_Exercise brief_
Please output exactly the part of the records below that opens with the line containing "Indicate the accordion keyboard" and closes with the line containing "Indicate the seated", both lines included, and nothing else.

··· Data for review

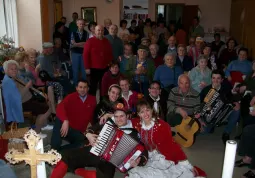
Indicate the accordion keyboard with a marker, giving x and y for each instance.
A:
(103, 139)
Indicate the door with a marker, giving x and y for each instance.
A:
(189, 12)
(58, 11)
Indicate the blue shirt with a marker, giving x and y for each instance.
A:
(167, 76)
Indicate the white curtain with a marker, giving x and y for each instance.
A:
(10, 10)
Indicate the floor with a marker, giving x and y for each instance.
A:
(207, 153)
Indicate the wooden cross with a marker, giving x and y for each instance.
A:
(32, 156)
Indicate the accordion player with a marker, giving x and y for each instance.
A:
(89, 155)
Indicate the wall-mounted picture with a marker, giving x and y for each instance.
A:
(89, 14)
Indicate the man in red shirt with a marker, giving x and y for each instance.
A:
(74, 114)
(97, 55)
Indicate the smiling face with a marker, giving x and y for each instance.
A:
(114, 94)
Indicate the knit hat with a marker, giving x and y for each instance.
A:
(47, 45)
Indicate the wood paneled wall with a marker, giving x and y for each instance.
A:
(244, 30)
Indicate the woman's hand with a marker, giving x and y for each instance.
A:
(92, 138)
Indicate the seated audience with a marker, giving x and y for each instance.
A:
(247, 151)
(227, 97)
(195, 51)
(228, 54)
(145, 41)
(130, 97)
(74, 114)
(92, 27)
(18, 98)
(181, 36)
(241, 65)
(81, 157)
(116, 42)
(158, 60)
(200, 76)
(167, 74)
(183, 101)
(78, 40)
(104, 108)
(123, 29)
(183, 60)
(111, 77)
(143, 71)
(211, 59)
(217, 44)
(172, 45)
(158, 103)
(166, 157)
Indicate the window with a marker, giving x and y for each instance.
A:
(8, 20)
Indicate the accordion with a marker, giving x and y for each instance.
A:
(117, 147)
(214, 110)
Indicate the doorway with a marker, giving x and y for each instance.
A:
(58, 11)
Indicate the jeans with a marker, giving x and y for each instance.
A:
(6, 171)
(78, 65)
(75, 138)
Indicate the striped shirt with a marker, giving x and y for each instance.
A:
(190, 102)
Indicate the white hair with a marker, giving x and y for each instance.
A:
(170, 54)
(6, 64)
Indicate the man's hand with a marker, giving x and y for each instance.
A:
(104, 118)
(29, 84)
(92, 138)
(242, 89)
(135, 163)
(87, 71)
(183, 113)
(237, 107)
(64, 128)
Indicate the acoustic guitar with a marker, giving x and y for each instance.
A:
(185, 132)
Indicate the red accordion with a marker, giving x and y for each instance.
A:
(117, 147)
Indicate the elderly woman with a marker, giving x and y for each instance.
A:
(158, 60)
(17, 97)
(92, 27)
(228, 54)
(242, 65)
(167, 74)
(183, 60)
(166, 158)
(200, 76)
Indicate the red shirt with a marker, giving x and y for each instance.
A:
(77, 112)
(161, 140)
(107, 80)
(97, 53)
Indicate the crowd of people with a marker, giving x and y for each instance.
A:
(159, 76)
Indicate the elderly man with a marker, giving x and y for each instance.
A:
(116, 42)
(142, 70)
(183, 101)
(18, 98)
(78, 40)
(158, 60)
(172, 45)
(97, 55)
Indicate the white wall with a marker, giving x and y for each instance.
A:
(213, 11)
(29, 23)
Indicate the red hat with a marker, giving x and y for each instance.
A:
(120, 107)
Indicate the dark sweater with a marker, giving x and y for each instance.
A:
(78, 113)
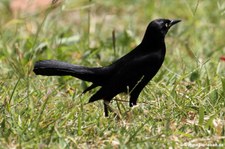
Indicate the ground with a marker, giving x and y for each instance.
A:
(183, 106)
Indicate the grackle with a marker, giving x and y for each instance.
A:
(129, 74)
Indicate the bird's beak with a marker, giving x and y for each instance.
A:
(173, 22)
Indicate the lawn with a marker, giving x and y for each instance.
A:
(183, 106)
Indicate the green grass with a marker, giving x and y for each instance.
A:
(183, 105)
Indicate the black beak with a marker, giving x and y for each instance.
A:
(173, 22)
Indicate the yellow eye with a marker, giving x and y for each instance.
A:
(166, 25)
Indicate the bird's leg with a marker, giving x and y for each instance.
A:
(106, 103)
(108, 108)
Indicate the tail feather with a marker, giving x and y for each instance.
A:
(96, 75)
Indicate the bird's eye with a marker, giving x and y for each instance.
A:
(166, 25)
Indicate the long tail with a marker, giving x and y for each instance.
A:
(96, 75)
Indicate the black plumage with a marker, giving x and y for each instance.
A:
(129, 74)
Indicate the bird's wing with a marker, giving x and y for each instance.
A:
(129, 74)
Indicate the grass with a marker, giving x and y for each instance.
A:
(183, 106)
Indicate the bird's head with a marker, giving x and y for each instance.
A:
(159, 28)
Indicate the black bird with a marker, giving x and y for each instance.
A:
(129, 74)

······
··· Data for review

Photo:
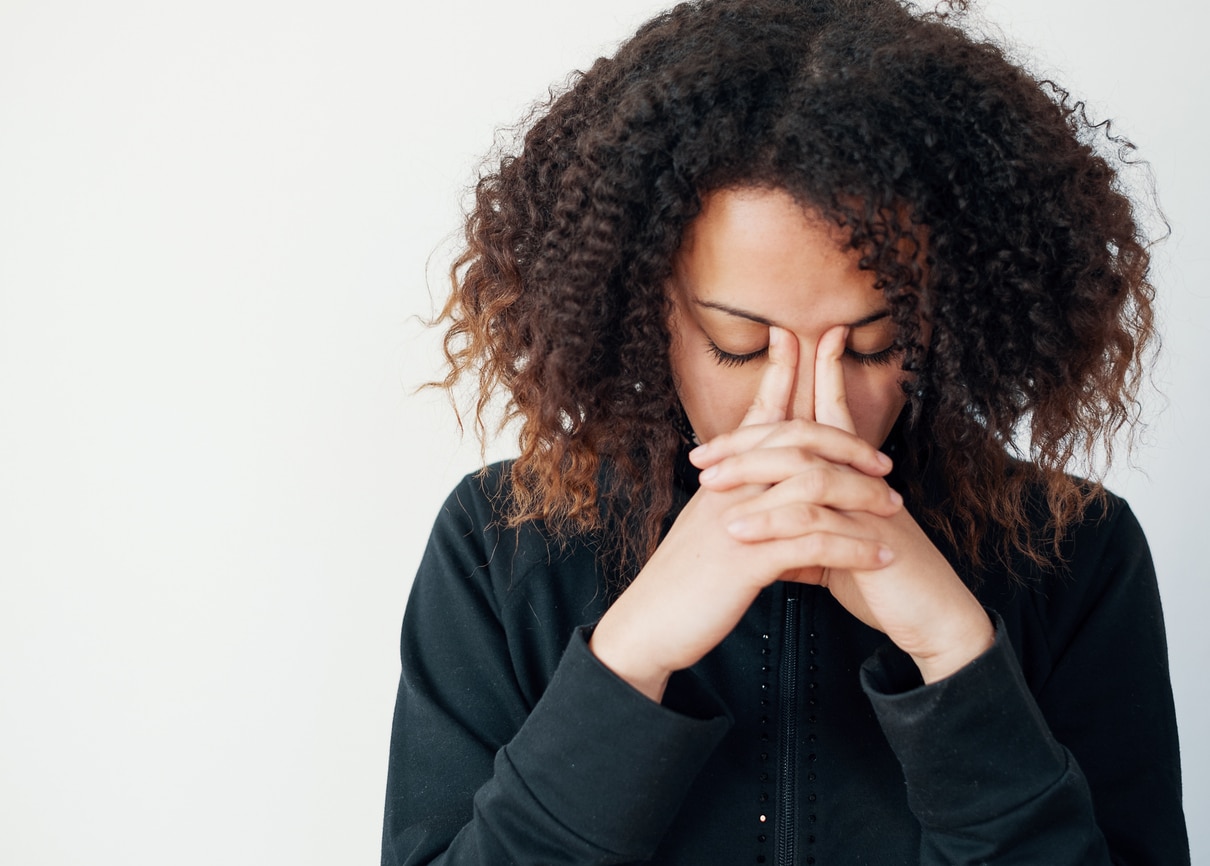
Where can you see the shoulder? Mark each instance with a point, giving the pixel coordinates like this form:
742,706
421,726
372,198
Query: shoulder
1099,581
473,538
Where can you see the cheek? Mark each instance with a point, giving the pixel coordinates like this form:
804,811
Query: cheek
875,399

······
··· Data for review

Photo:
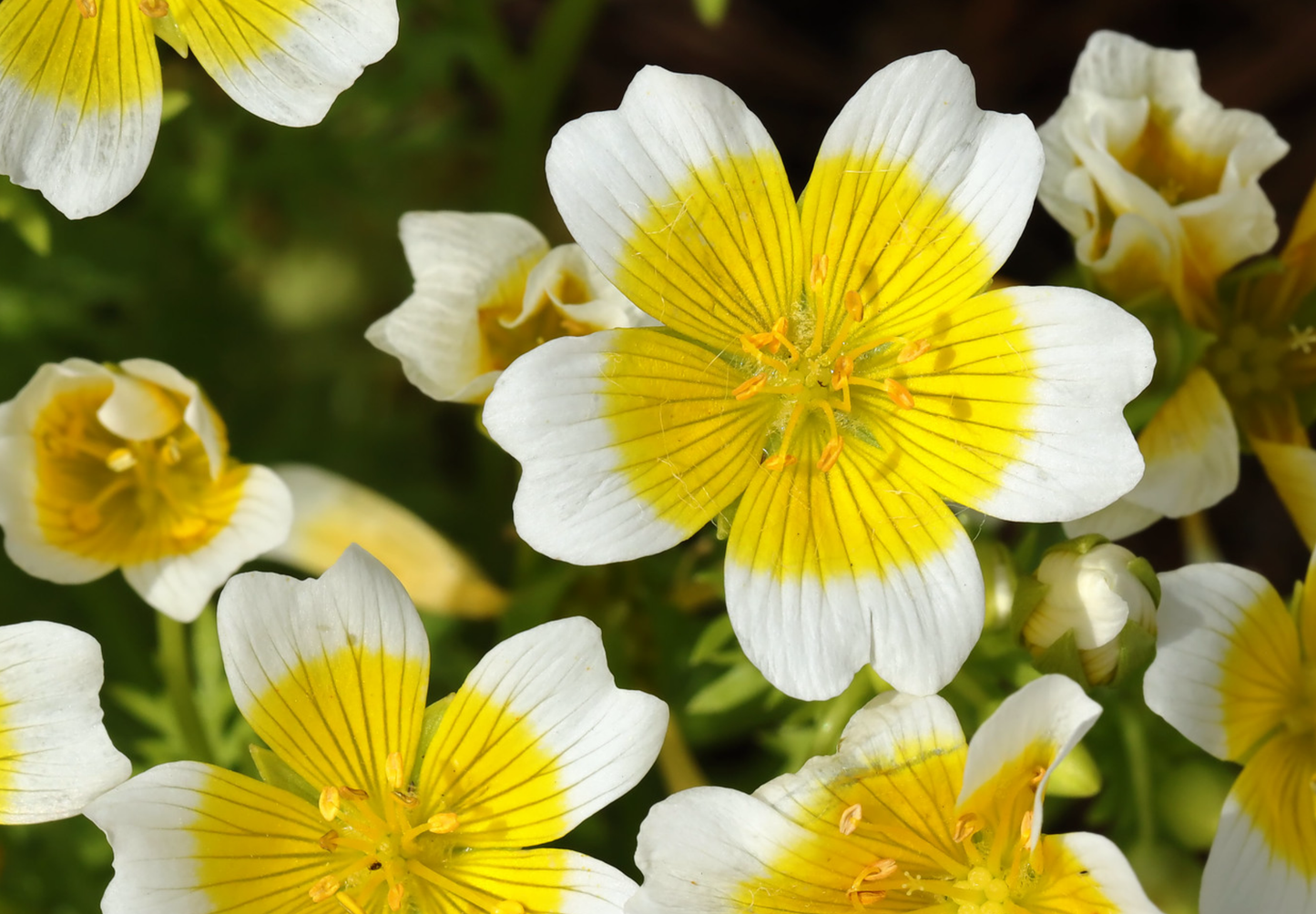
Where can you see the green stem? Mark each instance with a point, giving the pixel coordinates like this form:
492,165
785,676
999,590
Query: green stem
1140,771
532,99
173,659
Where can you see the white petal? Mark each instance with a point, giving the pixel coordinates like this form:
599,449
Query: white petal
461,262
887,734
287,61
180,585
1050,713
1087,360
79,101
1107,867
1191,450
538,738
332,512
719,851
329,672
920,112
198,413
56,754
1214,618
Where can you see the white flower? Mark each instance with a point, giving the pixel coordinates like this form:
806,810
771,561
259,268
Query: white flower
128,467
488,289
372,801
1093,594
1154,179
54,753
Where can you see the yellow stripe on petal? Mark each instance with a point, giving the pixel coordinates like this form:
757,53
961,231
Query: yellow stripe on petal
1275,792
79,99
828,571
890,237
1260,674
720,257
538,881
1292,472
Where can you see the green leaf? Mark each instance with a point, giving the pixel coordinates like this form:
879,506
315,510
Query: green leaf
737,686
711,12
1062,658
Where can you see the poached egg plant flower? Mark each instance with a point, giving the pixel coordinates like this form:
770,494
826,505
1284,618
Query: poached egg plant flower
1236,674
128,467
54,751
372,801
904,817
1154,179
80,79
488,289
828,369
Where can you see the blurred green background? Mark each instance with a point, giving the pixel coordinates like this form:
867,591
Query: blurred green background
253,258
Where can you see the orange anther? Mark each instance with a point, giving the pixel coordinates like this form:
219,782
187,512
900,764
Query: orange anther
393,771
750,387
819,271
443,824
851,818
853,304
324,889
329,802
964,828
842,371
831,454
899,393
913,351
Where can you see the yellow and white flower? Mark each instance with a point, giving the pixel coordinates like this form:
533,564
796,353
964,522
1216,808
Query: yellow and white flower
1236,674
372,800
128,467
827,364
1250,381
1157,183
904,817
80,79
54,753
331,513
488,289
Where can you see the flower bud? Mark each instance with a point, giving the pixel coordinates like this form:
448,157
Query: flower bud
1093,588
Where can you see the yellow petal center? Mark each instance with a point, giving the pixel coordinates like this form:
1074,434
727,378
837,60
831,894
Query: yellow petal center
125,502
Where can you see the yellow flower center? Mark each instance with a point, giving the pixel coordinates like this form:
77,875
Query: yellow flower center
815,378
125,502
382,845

······

_Completed exercise_
Indicate the accordion keyboard with a marker, giving x and y for each instance.
A:
(103, 139)
Indicate the door with a marker, giving x and y for each instance.
A:
(189, 12)
(58, 11)
Indicate the blue shirt with a marker, giving x and y for each instance.
A:
(167, 76)
Indicate the white curtain with a marker, giving x and y for each instance.
A:
(10, 10)
Indicate the floor with a marker, giving x and y for each instance.
A:
(207, 153)
Indicate the wooden cross with a marker, giving x and y for each instance.
A:
(32, 156)
Indicate the accordion player with a marker, giving x and y for each instance.
A:
(89, 155)
Indicate the wall-mounted picture with a marker, giving x and y for each instance.
A:
(89, 14)
Indicate the man in red shirt with a marker, giving x and y for each instance.
A:
(74, 114)
(97, 55)
Indicate the smiling face with a marker, giving x and y for each instance.
A:
(114, 94)
Indicate the knit hat with a marker, giving x and y for each instance.
A:
(47, 45)
Indicate the wood paneled wall with a marker, giving x and y for each instance.
A:
(244, 30)
Indicate the woman's hand with a marker, giving x and y for each instance.
A:
(92, 138)
Indicate the seated audience with a marker, giving x and y for each instance.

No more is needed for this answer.